What you should do ▸
Rewrite every line of the data below from the one containing "Each instance of the wasp wing" down to the end of the data, adding 43 to each coordinate in the answers and leaving everything else unchanged.

^^^^^^^^

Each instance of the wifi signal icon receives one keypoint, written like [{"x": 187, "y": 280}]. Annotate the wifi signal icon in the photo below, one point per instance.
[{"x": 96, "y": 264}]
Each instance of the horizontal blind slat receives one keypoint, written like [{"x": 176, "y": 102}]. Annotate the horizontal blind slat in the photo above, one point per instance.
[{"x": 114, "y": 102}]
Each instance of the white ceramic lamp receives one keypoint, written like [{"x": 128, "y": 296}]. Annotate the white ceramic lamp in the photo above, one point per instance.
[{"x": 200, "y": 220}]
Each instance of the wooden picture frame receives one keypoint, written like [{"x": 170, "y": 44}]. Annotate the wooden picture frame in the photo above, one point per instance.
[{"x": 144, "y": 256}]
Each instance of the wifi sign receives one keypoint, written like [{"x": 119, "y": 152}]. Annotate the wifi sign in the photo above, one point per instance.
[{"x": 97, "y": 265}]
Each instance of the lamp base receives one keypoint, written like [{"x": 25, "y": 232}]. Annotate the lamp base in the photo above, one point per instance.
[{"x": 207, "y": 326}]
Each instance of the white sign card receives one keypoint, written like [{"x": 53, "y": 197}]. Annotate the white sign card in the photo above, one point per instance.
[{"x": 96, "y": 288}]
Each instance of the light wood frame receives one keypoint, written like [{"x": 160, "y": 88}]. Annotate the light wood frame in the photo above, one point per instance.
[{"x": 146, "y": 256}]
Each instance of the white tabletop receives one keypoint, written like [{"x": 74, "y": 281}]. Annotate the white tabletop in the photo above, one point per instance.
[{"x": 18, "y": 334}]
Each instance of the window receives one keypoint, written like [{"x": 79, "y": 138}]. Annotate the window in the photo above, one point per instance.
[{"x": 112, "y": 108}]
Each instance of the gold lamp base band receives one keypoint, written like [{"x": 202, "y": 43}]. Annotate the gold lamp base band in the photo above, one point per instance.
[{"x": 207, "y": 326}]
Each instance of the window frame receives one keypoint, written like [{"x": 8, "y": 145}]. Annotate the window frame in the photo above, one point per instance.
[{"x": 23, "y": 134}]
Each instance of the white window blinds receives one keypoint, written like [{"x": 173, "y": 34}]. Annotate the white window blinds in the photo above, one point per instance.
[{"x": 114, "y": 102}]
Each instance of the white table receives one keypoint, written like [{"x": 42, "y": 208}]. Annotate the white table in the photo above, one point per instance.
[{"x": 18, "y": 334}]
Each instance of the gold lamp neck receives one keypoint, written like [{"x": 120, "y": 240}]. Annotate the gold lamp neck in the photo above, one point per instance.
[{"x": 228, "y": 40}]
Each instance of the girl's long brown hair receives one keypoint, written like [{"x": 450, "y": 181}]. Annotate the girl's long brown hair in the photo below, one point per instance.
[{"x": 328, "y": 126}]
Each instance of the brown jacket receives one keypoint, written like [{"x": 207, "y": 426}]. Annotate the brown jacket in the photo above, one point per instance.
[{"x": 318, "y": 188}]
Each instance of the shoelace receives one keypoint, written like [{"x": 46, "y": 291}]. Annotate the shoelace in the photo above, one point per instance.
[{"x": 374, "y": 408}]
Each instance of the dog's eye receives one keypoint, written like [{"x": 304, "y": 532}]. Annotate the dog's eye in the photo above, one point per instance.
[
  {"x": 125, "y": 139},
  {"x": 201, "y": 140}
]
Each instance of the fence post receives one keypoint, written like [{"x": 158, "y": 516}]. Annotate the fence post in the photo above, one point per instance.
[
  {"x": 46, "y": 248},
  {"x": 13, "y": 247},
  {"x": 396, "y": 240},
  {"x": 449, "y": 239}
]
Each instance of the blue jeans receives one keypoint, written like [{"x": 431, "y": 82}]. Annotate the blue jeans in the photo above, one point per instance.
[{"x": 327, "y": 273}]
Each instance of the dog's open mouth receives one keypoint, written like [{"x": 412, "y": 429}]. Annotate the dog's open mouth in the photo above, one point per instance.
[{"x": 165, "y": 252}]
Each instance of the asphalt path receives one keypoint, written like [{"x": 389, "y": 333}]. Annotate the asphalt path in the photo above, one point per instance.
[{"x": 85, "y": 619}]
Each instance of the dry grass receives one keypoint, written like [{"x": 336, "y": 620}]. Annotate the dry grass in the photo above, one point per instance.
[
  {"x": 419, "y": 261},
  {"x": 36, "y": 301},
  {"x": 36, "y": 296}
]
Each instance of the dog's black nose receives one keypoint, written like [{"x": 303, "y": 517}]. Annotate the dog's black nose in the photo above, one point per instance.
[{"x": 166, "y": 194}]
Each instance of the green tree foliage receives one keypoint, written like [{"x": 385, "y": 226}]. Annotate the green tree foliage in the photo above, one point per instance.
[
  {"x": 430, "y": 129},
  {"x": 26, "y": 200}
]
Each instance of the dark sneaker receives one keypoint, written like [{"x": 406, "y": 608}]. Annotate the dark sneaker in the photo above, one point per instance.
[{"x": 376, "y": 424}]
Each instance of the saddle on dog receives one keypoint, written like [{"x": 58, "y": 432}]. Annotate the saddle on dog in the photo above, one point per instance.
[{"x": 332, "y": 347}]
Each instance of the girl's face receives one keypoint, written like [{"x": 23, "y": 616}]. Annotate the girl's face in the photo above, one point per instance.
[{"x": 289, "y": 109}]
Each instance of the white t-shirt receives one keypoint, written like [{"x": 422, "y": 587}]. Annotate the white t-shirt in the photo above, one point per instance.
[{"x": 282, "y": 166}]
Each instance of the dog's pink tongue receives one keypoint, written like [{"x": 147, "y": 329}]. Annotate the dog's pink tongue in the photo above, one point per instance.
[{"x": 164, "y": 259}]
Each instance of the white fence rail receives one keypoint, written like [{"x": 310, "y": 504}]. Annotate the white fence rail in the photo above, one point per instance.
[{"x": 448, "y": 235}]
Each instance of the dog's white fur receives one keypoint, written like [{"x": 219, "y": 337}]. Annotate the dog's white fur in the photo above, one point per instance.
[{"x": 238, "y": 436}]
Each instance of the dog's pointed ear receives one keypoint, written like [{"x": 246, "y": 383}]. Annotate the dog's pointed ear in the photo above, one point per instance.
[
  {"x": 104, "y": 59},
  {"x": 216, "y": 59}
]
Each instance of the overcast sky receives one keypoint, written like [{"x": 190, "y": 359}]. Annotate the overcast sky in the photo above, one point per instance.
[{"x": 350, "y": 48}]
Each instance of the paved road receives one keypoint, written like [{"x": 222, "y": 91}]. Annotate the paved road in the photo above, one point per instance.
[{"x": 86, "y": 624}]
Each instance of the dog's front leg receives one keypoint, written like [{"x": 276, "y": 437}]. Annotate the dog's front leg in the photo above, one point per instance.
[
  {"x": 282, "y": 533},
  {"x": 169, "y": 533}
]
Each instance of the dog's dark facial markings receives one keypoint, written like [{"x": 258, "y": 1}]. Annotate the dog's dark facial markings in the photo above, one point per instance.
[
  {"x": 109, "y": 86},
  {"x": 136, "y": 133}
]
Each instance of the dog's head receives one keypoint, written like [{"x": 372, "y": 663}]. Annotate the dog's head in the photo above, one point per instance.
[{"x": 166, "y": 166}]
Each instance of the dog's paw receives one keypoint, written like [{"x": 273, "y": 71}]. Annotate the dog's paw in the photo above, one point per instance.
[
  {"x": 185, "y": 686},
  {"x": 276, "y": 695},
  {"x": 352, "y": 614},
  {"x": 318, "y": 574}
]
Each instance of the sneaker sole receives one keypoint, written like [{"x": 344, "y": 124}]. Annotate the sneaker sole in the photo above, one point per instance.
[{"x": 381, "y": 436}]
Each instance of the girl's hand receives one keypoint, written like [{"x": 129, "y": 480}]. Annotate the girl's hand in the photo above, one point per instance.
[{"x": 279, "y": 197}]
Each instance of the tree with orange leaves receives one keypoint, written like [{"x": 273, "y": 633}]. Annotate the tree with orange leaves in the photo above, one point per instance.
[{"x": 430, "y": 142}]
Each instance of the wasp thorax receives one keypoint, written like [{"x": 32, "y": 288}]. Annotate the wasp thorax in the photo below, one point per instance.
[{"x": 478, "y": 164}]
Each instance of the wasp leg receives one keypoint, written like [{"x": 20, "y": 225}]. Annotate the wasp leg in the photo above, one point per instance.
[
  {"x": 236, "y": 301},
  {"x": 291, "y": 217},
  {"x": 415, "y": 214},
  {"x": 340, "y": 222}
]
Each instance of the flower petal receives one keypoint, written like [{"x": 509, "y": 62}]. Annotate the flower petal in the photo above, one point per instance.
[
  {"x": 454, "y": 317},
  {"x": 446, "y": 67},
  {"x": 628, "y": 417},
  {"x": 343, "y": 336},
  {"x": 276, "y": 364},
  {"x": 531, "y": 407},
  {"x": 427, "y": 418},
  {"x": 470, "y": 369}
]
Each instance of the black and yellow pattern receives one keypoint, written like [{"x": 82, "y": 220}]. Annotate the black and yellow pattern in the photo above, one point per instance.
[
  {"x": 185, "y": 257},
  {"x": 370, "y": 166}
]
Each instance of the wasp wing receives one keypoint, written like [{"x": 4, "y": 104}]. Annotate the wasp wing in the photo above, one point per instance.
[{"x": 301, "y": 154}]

^^^^^^^^

Output of the exercise ▸
Each instance of the wasp wing receives one keypoint, written like [{"x": 4, "y": 104}]. Annotate the wasp wing in the photo above, one point per instance.
[{"x": 344, "y": 197}]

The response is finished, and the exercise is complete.